→ **Quoted passage**

———

Version: v1.0.0

Best Practices - GPUs on Pinnacles

info

This guide provides an overview of the GPU resources available on the Pinnacles cluster at UC Merced. GPUs offer accelerated performance for machine learning, scientific computing, and data-intensive workloads.

Accessing and Running GPU Jobs

warning

GPU usage on Pinnacles has been extremely high recently. To ensure fair access and maximize resource efficiency, please only request the amount of GPU resources you actually need.

Please be aware that CIRT may terminate GPU jobs that are significantly underutilizing or not actively using the GPUs, in order to free resources for other users.

GPU Allocation

Users must request GPU resources explicitly in their job submissions using the appropriate Slurm directives.

Submission Guidelines

Below are some example directives that may be used when preparing Slurm Job Scripts or Interactive Sessions.

Directive	Purpose
--gres=gpu:N	Specify to Slurm you will require use of GPU and how many (1 or 2).

———

→ **Data excerpts**
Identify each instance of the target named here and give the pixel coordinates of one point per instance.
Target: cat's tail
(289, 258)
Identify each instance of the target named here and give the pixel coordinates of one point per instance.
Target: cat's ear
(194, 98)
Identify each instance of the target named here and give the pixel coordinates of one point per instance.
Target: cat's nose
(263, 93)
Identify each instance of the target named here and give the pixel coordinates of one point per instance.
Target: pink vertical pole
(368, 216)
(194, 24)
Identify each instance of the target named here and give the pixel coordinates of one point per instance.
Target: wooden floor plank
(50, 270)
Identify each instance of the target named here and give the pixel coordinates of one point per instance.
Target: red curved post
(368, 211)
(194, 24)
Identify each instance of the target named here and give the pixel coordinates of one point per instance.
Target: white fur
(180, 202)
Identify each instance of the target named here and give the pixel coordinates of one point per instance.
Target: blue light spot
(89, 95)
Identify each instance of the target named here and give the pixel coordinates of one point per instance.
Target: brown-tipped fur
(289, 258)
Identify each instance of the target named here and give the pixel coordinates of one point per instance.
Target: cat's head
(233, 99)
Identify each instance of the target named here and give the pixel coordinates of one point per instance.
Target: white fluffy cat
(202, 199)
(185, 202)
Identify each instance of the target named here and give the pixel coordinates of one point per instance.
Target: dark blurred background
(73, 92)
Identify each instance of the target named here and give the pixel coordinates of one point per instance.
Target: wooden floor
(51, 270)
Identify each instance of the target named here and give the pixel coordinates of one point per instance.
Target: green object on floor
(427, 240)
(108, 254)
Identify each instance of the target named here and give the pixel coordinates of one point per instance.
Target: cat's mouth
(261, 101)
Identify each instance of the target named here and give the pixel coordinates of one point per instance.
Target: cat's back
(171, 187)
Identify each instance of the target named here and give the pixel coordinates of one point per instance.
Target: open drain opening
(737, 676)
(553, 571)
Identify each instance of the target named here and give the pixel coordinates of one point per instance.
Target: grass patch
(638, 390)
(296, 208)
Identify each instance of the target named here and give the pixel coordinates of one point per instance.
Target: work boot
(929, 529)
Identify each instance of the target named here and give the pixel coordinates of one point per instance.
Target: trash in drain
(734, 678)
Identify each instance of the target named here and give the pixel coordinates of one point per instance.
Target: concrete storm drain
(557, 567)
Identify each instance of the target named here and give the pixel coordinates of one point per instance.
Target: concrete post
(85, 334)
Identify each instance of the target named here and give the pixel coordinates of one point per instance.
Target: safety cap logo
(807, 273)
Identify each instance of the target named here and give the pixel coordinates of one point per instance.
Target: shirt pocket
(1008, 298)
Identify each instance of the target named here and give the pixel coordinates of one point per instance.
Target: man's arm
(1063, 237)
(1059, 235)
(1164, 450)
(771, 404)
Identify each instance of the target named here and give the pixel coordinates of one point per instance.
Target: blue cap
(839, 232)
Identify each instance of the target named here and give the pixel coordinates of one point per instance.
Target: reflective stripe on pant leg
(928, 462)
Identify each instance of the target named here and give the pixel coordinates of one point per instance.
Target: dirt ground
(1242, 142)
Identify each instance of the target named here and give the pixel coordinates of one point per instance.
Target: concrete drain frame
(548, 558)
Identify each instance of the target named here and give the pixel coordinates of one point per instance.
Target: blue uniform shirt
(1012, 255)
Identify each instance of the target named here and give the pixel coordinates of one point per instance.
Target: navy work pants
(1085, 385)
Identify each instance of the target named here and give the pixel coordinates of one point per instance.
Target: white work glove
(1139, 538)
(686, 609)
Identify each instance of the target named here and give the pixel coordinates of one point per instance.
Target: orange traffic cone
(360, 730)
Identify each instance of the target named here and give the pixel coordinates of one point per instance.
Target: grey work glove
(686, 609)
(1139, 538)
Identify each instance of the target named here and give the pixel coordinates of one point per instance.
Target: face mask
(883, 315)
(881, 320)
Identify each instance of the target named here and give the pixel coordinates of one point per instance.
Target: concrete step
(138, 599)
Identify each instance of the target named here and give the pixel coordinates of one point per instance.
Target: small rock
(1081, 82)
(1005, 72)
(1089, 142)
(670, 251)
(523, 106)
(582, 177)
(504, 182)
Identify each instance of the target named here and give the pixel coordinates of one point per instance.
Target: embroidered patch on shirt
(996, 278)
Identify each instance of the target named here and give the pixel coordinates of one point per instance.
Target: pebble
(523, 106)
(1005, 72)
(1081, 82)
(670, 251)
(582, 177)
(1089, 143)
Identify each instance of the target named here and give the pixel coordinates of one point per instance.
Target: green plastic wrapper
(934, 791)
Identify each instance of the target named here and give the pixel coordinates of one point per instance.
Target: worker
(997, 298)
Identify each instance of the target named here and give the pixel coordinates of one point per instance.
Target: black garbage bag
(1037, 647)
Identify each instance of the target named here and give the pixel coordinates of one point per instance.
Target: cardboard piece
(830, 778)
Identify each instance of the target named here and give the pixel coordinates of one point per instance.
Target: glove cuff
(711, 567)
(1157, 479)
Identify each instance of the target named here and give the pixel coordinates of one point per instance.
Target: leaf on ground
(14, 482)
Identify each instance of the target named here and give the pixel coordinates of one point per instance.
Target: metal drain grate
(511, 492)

———

→ **Set problem A**
Answer these from the Pinnacles GPU guide:
(i) At which university is the Pinnacles cluster located?
(ii) Who may terminate GPU jobs that significantly underutilize the GPUs?
(iii) According to the table, how many GPUs can be specified with --gres=gpu:N?
→ **Set problem B**
From the Pinnacles GPU guide, pull out the passage that begins with the words containing "Please be aware" and ends with "appropriate Slurm directives.", copying it word for word.
→ **Set problem C**
Extend the Pinnacles GPU guide, picking up right after its last line.

→ **Task output A**
(i) UC Merced
(ii) CIRT
(iii) 1 or 2

→ **Task output B**
Please be aware that CIRT may terminate GPU jobs that are significantly underutilizing or not actively using the GPUs, in order to free resources for other users.

GPU Allocation

Users must request GPU resources explicitly in their job submissions using the appropriate Slurm directives.

→ **Task output C**
Optional Directives Below	May be used as another layer of control/optimization
`--constraint=<feature>`	Specify which GPU type (A100, L40s, etc), useful when running on `test` partition
`--cpus-per-gpu=<N>`	Reserve N CPU Threads per GPU
`--gpus-per-node=<N>`	Specify how many GPUs per node
`--mem-per-gpu=N`	N (GB/MB) RAM to be proportioned per GPU

For some general Slurm directives and submission scripts, please see here

GPU Types

GPU Comparison Table

GPU	Technical Notes	Best Use Cases
A100	High Precision (FP64)	Data/Computational Intensive workloads that require higher numerical precision
L40s	Lower Precision (FP32),	Machine learning/deep learning training, AI Workloads

Harnessing GPUs for Machine Learning

Key Considerations

Framework Selection: Choose GPU-optimized frameworks that leverage CUDA
Batch Sizing: Balance between GPU memory limits and training efficiency

Resource Planning

Estimate GPU memory requirements based on model architecture.
Consider multi-GPU strategies for large-scale training.
Plan for checkpointing for fault tolerance.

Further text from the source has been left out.